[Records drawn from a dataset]
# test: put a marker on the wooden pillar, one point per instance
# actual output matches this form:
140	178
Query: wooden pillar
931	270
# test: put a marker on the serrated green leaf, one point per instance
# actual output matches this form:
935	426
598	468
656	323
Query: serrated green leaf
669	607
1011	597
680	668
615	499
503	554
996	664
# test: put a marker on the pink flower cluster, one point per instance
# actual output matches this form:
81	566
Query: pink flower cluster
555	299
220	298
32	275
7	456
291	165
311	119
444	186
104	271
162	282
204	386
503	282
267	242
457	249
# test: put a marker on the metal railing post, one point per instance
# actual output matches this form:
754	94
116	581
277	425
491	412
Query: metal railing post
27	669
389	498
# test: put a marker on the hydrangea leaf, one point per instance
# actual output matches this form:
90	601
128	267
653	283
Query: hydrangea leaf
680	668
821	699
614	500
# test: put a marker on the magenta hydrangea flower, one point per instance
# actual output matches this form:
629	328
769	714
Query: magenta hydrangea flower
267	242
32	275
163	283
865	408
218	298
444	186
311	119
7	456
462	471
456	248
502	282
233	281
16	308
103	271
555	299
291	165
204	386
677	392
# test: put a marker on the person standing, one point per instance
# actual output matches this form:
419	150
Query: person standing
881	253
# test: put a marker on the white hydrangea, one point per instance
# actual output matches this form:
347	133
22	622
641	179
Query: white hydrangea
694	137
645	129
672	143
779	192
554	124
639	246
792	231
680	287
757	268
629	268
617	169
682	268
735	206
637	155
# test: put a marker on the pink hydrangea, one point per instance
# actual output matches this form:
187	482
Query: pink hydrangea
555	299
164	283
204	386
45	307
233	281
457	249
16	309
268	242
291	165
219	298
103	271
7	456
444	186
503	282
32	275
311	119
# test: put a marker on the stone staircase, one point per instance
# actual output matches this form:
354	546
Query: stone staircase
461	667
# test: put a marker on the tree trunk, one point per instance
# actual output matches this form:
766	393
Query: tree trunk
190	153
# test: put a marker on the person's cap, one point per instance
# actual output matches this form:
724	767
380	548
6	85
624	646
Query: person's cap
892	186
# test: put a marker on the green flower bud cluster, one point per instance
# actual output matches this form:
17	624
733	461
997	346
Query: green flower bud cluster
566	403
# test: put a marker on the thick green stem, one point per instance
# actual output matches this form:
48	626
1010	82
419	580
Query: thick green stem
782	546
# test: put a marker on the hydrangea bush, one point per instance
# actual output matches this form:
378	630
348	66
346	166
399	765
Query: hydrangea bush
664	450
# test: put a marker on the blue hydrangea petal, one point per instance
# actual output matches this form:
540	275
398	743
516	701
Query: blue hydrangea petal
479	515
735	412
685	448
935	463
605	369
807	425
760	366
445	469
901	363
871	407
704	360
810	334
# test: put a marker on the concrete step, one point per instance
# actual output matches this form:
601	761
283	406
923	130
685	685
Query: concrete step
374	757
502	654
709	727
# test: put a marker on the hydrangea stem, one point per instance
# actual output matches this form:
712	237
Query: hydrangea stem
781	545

Exercise. Write out every entry again so that each line matches the original exactly.

Written response.
# test: put a marker on the wooden pillar, one point per instance
# actual output matches this form:
140	178
Query: wooden pillar
931	270
# test: put a marker on the serrated green leaf, one point per instance
# actual output matches this form:
935	426
598	468
656	323
Query: serrated green leaf
669	607
1011	597
680	668
615	499
503	554
996	664
# test: put a marker on the pink flower cluster, one point per instance
# actual output matches this form:
81	566
Query: pink flower cluster
555	299
220	298
32	275
7	456
291	165
311	119
444	186
104	271
162	282
204	386
503	282
267	242
457	249
# test: put a marker on the metal railing post, one point per instance
# actual output matches this form:
754	94
116	581
277	425
491	412
Query: metal railing post
27	669
389	498
# test: put a marker on the hydrangea leaf, one point per instance
# actual output matches this form:
90	601
128	267
653	283
Query: hydrangea leaf
680	668
821	699
614	500
# test: put a marker on the magenta hydrangea flower, one point per instance
# actual output matches this form:
629	328
769	714
Query: magenta hydrangea flower
267	242
32	275
163	283
865	408
218	298
444	186
311	119
7	456
462	471
456	248
502	282
233	281
16	308
103	271
555	299
291	165
204	386
677	392
# test: put a marker on the person standing, one point per instance
# actual output matches this form:
419	150
Query: person standing
881	253
# test: put a marker on the white hydrangea, one point per instance
# actual output matches this form:
347	133
22	622
641	179
Query: white hydrangea
694	137
645	129
672	143
779	192
554	124
639	246
792	231
680	287
757	268
629	268
617	169
682	268
735	206
637	155
# test: put a marker on the pink hydrangea, one point per instance
# actual output matches this form:
187	482
Query: pink hydrangea
555	299
164	283
204	386
45	307
233	281
457	249
16	309
268	242
291	165
219	298
103	271
7	456
444	186
503	282
32	275
311	119
# test: put a marker on the stone staircase, one point per instance
# actual output matches this form:
354	546
Query: stone staircase
461	667
# test: put a marker on the tree trunk, one point per instance
# actual output matches this form:
766	393
Query: tree trunk
190	153
# test: put a marker on the person's cap, one point per instance
# actual output matches this form:
724	767
380	548
6	85
624	646
Query: person's cap
892	186
# test: put a marker on the green flower bud cluster, one point per instance
# actual output matches this form:
17	624
733	461
997	346
Query: green flower bud cluster
566	403
# test: put a marker on the thick green stem, one point per instance
# actual output matches this form:
48	626
1010	82
419	580
Query: thick green stem
782	546
# test: put a marker on the hydrangea bush, one point per instance
# actual output matches this form:
378	630
348	66
346	166
399	765
Query: hydrangea bush
664	450
# test: put a marker on the blue hydrangea petal, one point per instance
# actual output matches this form:
540	275
398	743
516	701
Query: blue hydrangea petal
479	515
735	412
685	448
935	463
605	369
807	425
760	366
445	469
901	363
871	407
704	360
810	334
# test: put a marker on the concrete step, one point per instance
# actual output matches this form:
601	761
283	406
923	130
685	685
Query: concrete step
374	757
502	654
709	727
# test: put a marker on the hydrangea stem, one point per instance
# actual output matches this form:
712	237
Query: hydrangea stem
781	545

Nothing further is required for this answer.